EXERCISE:
Extract the material below verbatim, from its start through the line containing "(1114, 213)", inclusive. Omit the pictures.

Location annotation dataset excerpts:
[Begin]

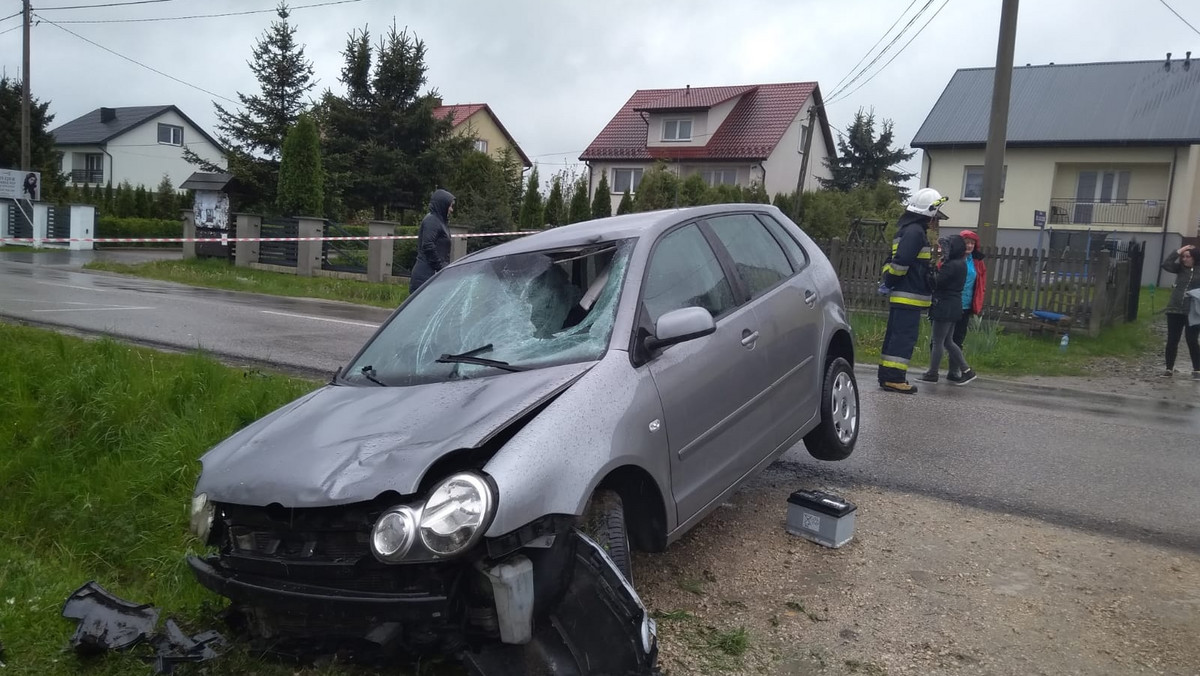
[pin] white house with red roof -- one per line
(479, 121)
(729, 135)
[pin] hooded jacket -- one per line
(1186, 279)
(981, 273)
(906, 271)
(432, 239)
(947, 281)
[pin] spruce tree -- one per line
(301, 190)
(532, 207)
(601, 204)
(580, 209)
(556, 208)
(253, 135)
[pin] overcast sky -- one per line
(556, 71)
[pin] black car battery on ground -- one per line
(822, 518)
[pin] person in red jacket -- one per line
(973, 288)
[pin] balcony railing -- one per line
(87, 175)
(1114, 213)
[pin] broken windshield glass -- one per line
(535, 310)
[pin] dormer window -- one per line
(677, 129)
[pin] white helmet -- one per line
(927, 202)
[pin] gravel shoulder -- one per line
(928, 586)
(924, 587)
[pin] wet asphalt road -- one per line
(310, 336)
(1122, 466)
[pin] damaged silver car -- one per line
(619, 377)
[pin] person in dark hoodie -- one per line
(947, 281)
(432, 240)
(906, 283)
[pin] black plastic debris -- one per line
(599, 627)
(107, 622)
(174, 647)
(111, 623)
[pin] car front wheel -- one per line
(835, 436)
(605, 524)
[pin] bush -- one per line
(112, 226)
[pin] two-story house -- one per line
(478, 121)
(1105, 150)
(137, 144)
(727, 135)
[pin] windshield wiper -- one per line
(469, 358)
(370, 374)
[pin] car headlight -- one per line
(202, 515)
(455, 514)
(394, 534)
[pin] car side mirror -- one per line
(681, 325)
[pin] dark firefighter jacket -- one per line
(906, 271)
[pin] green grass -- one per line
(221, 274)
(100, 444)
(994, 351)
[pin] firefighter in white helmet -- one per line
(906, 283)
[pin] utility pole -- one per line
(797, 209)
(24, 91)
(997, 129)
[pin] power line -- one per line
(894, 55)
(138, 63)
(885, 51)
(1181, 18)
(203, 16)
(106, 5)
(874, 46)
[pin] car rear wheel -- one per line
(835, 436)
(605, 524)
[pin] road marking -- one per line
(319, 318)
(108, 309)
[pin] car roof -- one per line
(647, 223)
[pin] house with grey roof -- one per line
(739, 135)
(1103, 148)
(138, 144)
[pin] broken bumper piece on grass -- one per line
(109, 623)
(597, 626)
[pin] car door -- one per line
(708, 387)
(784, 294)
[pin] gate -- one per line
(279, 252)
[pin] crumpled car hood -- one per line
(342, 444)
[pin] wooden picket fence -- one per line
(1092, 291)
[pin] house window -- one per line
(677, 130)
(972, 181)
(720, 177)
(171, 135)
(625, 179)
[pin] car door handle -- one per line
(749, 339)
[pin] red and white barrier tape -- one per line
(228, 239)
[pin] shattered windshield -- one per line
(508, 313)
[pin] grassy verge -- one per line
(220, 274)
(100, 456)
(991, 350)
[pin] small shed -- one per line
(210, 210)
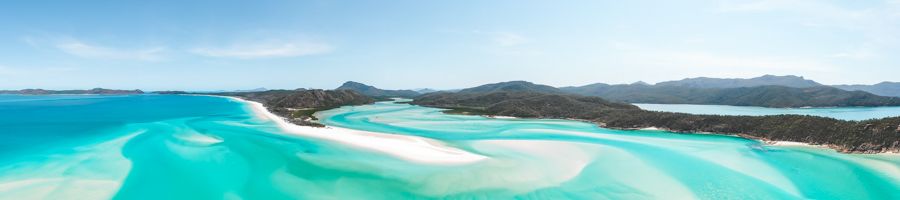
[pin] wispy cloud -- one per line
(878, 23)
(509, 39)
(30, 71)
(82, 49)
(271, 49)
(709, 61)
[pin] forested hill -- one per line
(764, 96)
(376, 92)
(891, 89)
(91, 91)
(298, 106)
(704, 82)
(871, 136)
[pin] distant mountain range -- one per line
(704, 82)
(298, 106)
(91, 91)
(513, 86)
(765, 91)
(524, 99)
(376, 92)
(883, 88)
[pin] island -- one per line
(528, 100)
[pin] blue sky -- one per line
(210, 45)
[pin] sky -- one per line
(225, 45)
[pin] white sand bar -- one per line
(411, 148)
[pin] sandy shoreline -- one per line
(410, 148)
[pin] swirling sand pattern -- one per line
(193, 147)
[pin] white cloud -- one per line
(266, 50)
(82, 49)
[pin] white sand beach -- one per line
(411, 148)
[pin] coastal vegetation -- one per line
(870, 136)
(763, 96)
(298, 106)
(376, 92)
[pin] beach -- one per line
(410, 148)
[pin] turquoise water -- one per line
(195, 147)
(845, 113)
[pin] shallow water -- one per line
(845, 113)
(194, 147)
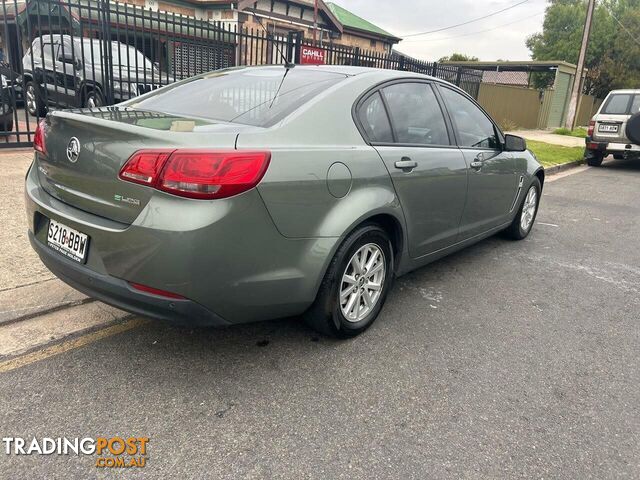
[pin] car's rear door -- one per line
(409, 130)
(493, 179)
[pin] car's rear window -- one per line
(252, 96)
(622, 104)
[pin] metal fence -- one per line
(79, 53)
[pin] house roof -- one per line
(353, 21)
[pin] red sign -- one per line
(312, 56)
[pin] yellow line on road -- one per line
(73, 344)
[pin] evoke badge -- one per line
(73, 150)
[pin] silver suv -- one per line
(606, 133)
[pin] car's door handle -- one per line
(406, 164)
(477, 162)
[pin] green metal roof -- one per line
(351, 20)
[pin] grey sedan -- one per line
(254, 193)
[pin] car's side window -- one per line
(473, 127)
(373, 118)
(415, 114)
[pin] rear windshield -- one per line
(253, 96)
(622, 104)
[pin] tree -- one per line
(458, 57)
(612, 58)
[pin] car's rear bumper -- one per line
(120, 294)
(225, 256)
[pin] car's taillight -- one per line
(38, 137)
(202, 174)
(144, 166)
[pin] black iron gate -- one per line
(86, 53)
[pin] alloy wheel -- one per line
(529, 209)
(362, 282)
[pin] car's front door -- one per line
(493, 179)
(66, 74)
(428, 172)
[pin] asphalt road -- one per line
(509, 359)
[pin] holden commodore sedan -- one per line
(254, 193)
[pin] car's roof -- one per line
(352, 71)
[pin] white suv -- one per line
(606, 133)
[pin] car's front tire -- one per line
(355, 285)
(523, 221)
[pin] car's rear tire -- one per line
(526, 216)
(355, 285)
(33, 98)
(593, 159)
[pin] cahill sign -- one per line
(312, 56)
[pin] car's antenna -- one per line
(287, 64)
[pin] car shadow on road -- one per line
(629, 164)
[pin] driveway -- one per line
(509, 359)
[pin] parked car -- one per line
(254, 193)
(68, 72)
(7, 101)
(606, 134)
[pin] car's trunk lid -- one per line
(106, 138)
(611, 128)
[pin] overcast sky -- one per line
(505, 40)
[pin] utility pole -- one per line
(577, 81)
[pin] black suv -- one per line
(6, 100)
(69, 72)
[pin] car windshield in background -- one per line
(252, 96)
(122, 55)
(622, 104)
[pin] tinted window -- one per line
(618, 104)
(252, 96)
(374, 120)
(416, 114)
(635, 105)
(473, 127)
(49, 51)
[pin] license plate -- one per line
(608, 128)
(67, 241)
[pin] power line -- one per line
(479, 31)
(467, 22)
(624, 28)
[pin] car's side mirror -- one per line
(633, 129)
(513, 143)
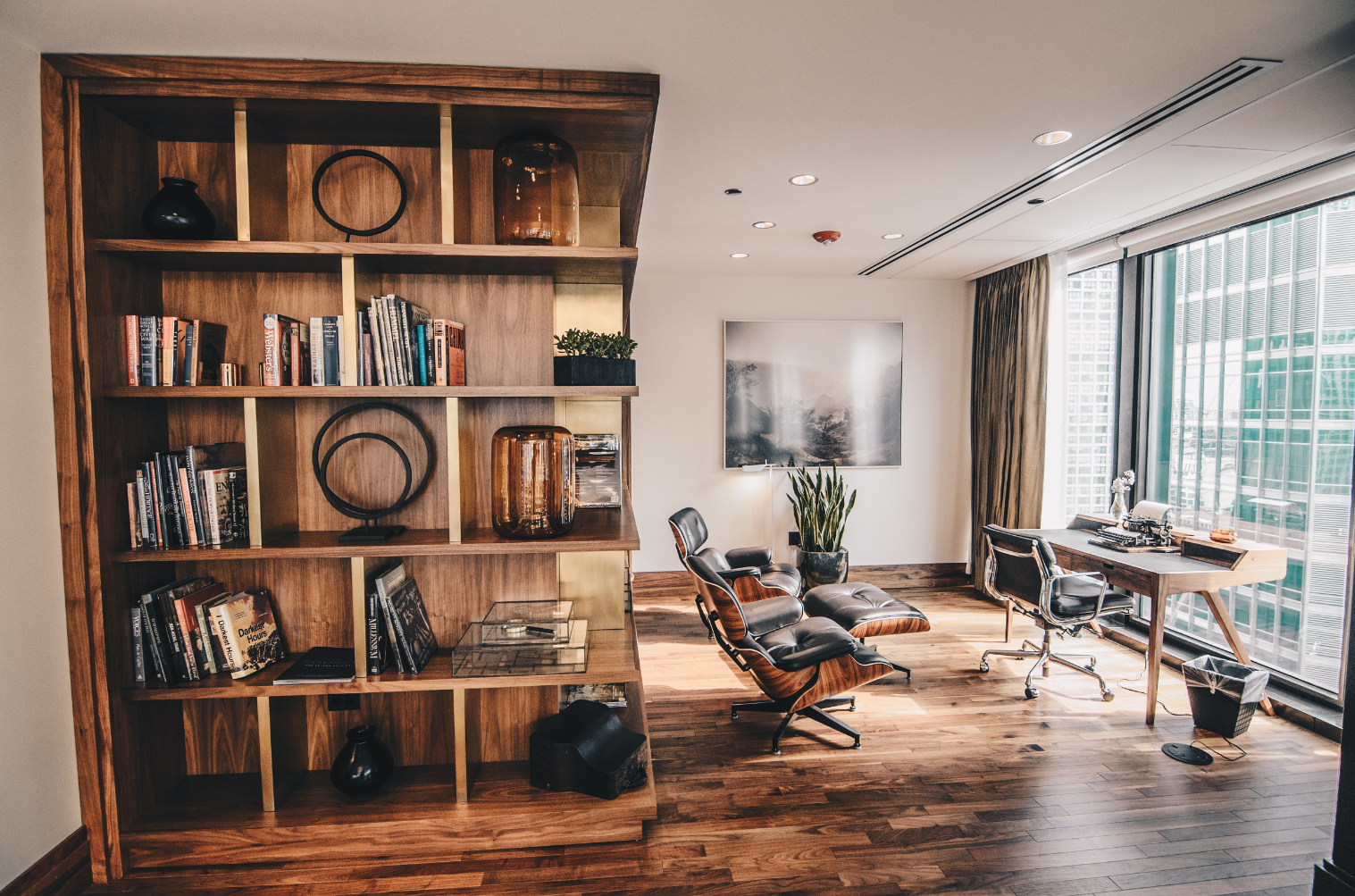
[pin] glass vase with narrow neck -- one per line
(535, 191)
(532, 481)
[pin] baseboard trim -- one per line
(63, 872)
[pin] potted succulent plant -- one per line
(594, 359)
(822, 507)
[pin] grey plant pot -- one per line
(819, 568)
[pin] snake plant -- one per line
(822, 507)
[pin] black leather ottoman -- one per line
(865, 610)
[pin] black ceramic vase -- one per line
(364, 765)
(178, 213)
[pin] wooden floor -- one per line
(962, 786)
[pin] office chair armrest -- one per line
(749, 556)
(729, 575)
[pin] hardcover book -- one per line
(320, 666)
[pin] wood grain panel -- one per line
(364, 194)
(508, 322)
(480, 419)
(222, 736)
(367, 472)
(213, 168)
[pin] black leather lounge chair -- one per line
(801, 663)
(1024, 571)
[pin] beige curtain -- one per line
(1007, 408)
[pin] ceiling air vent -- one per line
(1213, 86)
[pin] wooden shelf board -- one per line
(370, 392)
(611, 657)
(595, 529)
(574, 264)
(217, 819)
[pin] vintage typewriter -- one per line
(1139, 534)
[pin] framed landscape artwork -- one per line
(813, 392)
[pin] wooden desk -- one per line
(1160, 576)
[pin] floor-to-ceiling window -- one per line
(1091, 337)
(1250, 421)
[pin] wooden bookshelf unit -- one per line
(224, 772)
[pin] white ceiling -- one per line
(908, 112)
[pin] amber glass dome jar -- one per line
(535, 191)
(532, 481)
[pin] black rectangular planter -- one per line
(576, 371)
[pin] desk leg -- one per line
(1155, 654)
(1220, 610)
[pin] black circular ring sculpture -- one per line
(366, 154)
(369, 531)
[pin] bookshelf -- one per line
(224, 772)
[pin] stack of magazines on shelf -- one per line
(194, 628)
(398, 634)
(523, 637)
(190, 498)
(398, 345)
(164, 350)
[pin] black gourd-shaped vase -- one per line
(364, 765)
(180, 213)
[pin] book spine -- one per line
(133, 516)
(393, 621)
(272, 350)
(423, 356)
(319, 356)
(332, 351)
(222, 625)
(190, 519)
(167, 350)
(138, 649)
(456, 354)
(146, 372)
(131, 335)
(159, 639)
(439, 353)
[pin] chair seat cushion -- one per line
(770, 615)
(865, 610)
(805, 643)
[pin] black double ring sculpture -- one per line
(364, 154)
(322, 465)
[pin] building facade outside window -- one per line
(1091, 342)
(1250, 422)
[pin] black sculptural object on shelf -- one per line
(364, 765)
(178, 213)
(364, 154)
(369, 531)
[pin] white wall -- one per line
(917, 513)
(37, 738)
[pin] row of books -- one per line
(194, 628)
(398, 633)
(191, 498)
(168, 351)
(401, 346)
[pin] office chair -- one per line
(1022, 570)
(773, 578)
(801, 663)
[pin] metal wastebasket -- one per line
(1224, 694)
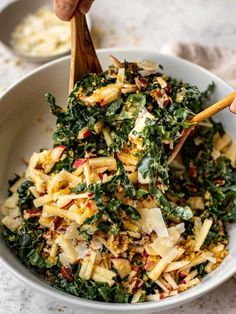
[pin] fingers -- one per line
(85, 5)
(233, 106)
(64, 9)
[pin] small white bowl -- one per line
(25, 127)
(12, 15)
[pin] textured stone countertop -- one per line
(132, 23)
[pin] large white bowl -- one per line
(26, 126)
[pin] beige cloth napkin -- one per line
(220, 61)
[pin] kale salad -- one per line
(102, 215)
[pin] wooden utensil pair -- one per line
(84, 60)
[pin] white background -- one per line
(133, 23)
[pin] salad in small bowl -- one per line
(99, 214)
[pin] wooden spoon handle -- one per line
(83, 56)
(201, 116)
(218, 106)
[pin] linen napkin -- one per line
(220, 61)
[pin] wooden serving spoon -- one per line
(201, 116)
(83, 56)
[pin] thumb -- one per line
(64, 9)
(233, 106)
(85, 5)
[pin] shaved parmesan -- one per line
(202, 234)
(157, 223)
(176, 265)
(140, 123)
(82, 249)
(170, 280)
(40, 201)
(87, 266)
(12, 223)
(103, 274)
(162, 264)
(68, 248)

[End]

ANSWER TO THIS EXERCISE:
[pin] white house with red roof -- one per line
(479, 121)
(729, 135)
[pin] hooded jacket -- one per line
(1186, 279)
(981, 273)
(906, 271)
(432, 239)
(947, 281)
[pin] spruce tree -- one per line
(301, 190)
(532, 207)
(601, 204)
(580, 209)
(556, 208)
(253, 135)
[pin] overcast sky -- one per line
(556, 71)
[pin] black car battery on ground -- one per line
(822, 518)
[pin] person in red jacket -- one per line
(973, 288)
[pin] balcony railing -- one per line
(87, 175)
(1114, 213)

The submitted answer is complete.